* DATA FOR THIS TASK:
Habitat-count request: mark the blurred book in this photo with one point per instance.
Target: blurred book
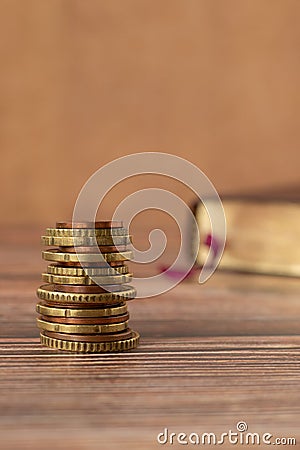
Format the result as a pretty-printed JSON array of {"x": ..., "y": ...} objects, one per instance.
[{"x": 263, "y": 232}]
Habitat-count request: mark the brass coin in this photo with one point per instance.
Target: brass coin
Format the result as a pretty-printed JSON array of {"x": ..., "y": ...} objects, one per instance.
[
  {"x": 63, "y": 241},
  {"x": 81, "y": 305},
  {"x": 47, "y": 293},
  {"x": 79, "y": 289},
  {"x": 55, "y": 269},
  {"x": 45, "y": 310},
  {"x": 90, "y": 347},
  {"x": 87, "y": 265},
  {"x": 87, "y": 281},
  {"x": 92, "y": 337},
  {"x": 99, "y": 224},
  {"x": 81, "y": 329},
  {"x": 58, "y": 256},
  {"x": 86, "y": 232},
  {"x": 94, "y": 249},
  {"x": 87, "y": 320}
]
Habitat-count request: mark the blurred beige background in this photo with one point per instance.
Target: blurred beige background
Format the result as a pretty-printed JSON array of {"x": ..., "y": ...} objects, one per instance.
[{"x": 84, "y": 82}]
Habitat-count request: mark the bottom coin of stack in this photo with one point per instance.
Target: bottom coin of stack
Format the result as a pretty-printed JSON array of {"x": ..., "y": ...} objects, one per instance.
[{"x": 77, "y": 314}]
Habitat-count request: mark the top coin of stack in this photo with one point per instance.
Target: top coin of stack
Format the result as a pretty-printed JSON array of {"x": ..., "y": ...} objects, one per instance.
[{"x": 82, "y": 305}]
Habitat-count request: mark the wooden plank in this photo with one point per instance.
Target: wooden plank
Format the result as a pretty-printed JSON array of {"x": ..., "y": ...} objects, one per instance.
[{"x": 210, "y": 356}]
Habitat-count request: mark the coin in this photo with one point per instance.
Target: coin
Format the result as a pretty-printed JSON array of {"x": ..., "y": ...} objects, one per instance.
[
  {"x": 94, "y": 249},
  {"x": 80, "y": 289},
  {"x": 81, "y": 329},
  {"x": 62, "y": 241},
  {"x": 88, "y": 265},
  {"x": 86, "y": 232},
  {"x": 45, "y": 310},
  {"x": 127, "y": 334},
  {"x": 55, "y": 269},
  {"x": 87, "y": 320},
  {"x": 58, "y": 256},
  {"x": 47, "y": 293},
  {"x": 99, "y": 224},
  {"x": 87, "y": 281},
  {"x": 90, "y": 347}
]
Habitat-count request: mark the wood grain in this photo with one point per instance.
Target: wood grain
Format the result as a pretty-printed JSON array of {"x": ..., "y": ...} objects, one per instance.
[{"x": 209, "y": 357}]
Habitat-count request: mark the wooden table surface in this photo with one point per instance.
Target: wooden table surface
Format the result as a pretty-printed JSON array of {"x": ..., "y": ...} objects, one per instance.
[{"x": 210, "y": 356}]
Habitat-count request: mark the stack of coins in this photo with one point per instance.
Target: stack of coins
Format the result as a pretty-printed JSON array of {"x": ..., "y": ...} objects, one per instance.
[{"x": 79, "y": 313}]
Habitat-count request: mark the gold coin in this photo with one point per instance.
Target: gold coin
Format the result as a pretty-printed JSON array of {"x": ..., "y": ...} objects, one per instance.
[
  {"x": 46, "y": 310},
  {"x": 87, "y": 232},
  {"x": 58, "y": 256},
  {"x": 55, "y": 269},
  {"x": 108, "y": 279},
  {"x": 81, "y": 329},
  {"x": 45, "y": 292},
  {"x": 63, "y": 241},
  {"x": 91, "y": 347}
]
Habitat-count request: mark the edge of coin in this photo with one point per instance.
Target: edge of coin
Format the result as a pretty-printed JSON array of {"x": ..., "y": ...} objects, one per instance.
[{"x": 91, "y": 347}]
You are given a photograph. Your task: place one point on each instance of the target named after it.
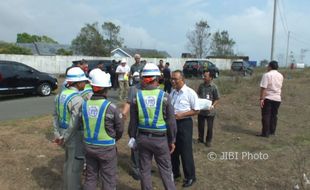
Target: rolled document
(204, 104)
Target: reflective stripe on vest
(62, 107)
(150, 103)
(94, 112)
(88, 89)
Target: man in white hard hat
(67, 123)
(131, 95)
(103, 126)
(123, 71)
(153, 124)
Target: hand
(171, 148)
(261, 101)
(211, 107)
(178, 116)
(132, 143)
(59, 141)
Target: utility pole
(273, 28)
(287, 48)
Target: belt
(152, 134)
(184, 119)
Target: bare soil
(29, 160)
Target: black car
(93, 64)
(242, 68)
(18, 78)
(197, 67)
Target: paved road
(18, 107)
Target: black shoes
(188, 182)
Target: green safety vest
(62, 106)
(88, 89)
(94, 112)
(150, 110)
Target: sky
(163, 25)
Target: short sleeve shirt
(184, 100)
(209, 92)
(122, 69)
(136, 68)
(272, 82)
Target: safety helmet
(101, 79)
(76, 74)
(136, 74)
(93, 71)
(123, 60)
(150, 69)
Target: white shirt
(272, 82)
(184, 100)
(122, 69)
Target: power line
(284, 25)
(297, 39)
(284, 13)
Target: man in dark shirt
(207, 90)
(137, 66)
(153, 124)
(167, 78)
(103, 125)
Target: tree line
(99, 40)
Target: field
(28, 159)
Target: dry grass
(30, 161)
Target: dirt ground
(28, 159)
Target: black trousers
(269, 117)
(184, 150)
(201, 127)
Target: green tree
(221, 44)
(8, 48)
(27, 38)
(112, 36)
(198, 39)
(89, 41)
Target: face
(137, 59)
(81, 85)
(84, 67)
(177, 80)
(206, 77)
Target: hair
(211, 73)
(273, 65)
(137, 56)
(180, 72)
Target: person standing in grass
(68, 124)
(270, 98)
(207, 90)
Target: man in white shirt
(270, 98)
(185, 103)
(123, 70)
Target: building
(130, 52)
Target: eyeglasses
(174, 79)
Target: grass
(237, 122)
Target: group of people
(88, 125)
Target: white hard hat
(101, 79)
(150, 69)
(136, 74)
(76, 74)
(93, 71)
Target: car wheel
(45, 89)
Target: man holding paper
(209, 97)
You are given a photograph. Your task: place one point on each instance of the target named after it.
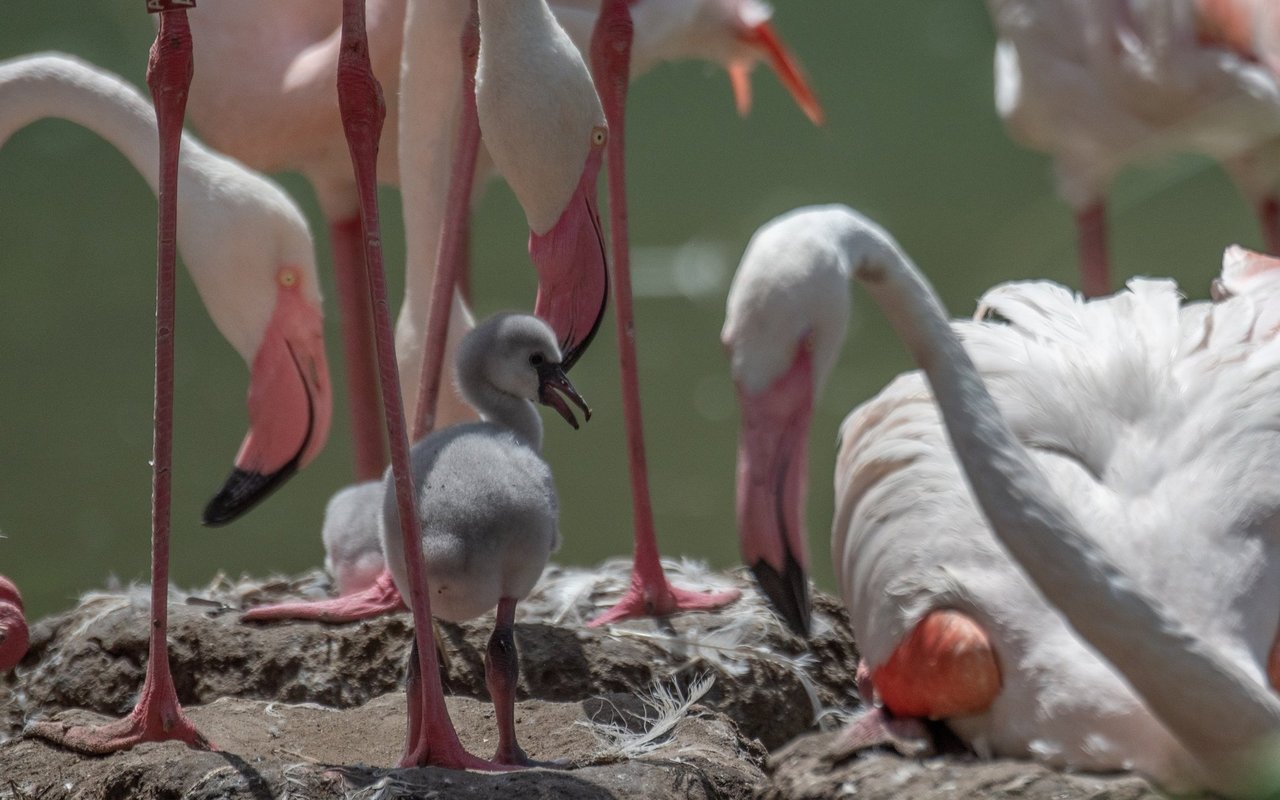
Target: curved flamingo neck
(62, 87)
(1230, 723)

* YOUR INSTRUCTIONS:
Lines with the word "coins": how many appear in the data? State only the number.

* SOLUTION FOR THIS PROBLEM:
2